• [Problem requirements] In the Ubuntu library error post, take the stretch from "This started happening" through "test that solution." and swap "OpenSSL" for "GnuTLS".

13

I'm using Ubuntu 12.04 - server and consistently getting:

/usr/lib/libcrypto.so.1.0.0: no version information available (required by /usr/lib/libpython2.7.so.1.0)

and

/usr/lib/libssl.so.1.0.0: no version information available (required by /usr/lib/libpython2.7.so.1.0)

error messages without any pattern for why. It can be something as simple as running vi.The files are there and they are not links.

This started happening a little after compiling and installing OpenLDAP, using the instructions from their site while learning the basics of the ldap server. I have removed openLDAP of course to try and remove the problem. I have also reinstalled OpenSSL and libssl1.0.0 to try and test that solution.

Any help will be greatly appreciated, google hasn't been useful unfortunately.

• [Data supplied]

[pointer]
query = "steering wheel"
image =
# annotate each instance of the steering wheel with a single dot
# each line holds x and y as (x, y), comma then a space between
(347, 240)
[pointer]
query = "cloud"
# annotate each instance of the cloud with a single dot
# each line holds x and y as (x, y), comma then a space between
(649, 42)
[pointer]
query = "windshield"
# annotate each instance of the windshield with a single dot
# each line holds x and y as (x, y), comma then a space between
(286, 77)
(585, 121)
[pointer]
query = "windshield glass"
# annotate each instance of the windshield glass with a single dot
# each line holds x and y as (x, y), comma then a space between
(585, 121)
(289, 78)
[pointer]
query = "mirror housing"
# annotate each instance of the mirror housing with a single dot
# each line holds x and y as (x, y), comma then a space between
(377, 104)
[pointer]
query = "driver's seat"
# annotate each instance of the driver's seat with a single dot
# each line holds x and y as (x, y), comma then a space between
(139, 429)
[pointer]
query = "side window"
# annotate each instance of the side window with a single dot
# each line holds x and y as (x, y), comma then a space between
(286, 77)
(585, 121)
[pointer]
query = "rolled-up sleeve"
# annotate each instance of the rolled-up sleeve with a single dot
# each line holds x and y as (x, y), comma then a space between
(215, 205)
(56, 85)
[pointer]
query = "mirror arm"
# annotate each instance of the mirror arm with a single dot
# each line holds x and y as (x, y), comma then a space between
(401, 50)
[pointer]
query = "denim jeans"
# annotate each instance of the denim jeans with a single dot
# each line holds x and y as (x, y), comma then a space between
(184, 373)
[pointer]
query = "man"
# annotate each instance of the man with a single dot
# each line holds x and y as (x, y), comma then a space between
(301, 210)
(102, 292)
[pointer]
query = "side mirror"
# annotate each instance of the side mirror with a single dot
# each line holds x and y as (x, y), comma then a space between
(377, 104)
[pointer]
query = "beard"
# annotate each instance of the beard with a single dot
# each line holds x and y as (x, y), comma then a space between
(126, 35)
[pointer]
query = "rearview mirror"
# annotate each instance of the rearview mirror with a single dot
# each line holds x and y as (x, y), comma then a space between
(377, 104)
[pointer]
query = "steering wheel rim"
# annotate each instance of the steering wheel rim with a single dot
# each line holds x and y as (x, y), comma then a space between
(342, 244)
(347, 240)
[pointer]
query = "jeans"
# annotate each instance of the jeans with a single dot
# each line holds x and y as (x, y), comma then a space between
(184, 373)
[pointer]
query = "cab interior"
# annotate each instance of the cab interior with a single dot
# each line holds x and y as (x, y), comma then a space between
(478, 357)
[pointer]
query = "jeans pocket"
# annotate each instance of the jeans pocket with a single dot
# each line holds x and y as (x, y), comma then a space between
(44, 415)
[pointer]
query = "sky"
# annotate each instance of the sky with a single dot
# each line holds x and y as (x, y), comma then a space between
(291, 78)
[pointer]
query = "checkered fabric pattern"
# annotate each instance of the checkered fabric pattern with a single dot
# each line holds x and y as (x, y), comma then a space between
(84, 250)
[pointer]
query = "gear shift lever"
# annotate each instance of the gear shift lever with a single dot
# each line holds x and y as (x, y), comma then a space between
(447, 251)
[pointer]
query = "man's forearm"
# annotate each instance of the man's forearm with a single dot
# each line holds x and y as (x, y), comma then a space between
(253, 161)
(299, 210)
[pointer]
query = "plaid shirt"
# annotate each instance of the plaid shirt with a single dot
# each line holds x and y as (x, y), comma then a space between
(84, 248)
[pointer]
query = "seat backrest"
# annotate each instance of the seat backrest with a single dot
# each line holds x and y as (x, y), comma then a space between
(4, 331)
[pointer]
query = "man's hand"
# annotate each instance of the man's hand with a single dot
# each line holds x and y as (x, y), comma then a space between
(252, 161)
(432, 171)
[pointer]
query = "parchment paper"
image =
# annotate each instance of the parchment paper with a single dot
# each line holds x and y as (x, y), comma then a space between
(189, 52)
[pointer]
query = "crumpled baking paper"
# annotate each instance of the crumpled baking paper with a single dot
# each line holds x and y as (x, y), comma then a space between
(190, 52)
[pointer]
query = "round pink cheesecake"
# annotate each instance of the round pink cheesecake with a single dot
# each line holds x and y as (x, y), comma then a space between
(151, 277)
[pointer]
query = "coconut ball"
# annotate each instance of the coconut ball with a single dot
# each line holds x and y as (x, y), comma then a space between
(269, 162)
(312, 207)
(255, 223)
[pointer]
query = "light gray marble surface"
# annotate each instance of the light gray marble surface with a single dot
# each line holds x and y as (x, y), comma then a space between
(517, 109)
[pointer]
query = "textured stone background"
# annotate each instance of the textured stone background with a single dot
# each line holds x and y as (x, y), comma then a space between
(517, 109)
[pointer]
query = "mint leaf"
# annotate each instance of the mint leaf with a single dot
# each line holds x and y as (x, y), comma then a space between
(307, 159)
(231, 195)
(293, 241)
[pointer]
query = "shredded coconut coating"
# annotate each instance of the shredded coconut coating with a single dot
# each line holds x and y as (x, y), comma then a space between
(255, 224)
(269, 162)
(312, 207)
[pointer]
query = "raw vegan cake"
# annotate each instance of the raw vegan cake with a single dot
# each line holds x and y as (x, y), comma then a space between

• [Task response]
This started happening a little after compiling and installing OpenLDAP, using the instructions from their site while learning the basics of the ldap server. I have removed openLDAP of course to try and remove the problem. I have also reinstalled GnuTLS and libssl1.0.0 to try and test that solution.